■ Tasks to complete:
A) In the iris breeding discussion, what pigments give some DB species their deep yellow flowers?
B) Write the next part of the iris breeding discussion, picking up after its final sentence.

■ Reading text:
++++++

I suppose you are aware of the chilling requirement of arilbred embryos. TB embryos lack this requirement. I don't know about DBs.

It is also interesting to note that some of the DB species have deep yellow flowers but lack carotenes. They are pigmented by chalcones. (I wish we had yellow chalcones in roses. Then we could have bright, non-fading yellow AND rich fragrance.) This raises the possibility of hybrids with both lycopene and chalcone -- maybe a bicolor with chalcone yellow standards and lycopene pink falls.

Even without mutations, genes can be swapped between genomes occasionally. That is, a Pumila gene may be transferred to a TB chromosome once in several hundred seedlings of tetraploid IBs. The same should happen, probably as rarely, in Arilbred varieties.

Karl

Much more rarely.
The I. pumila and the tall bearded iris are both in the eupogon sectiion.
The arils are in a seperate section. Or subsection, I forget. But they are farther from the tall bearded than the miniature dwarfs are.
Even so, yes, I think that rarely gene exchange would take place.
I don't need an exchange though. Either a deletion or an exchange would be fine with me, if it gives the result. And I believe either would.
Generally, an exchange where pairing is very low is induced by hard radiation. That breaks up the chromosomes and pieces can end up in the wrong chromosome. And pairing is generally reduced.
A deletion, or more accurately perhaps, an inactivation, by changing a base pair, is more likely facilitated by UV or chemically induced mutation. And fertility is generally reduced less than with hard radiation.
The more I study it, the more I like UV on pollen. Relatively safe to handle. No fumes, it doesn't go through shielding. Turn it off and it is off. I'm expecting point mutations, with minimum fertility problems.

++++++

■ Data:
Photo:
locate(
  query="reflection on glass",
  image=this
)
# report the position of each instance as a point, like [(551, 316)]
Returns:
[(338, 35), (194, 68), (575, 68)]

++++++

■ Expected responses:
A) Chalcones.

B)
I found a germicidal UV light for $180. And maybe one for $50. Both would require modification, but they are possible.
The biggest problem I now see is that the treated pollen will give lots of other mutations, including recessive lethals. I'll be backcrossing to non-treated aribreds to keep or regain vigor.
Walter

What I had in mind were translocations rather than exchanges or crossovers between homeologous chromosomes. This, apparently, is what happens when Pumila genes (or chromosome segments carrying the genes) are translocated to TB chromosomes.

The crossovers resulting in translocations are more likely to occur within heterochromatic regions, so the homology of chromosomes is not a factor. All heterochromatin is effectively "homologous", according to Prokofyeva-Belgovskaya, who observed "Mechanical weakness of their chromonemata, increasing the frequency of chromosomal rearrangement and crossing-over in them".

Certainly, hard radiation could fragment chromosomes resulting in rearrangements. However, what I described has been reported as occurring among seedlings untreated tetraploid IBs. I'm not discussing this as an alternative method, but as an alternative explanation.

Once you get the result you're after (I have my fingers crossed for you because I'd love to see a flamingo pink Arilbred) it would be interesting to observe the linkages, if any, to see whether you got a point mutation or a translocation.

Karl

Of course, a translocation of the "gene for yellow" (and linked genes) from the Aril chromosome to a TB chromosome would amount to a deletion since the extra "gene for yellow" would segregate out in some back crosses to a flamingo pink TB.

You startled me a bit when you mentioned that lycopene had been available in irises for 50 years. It can't be that long because I remember the early ones and ... Oh, right! I have been around that long.

My first flamingo pink was 'Happy Birthday', which was given to me by an iris breeder when I was about 4 years old. I still love the color.

Karl

It states good dosages are 5x10/5th,8x10/5th and 1x10/6th ergs/ cm2.

I have a Ray-tech versalume with an output of 4w but the manufactures can't tell me how far to place the pollen in order to get the dosage needed. I can't afford a radiometer.

This info may be too late but thought I would post.

Ira

Could someone translate the method used by that hobby-gardener to get those cool plants??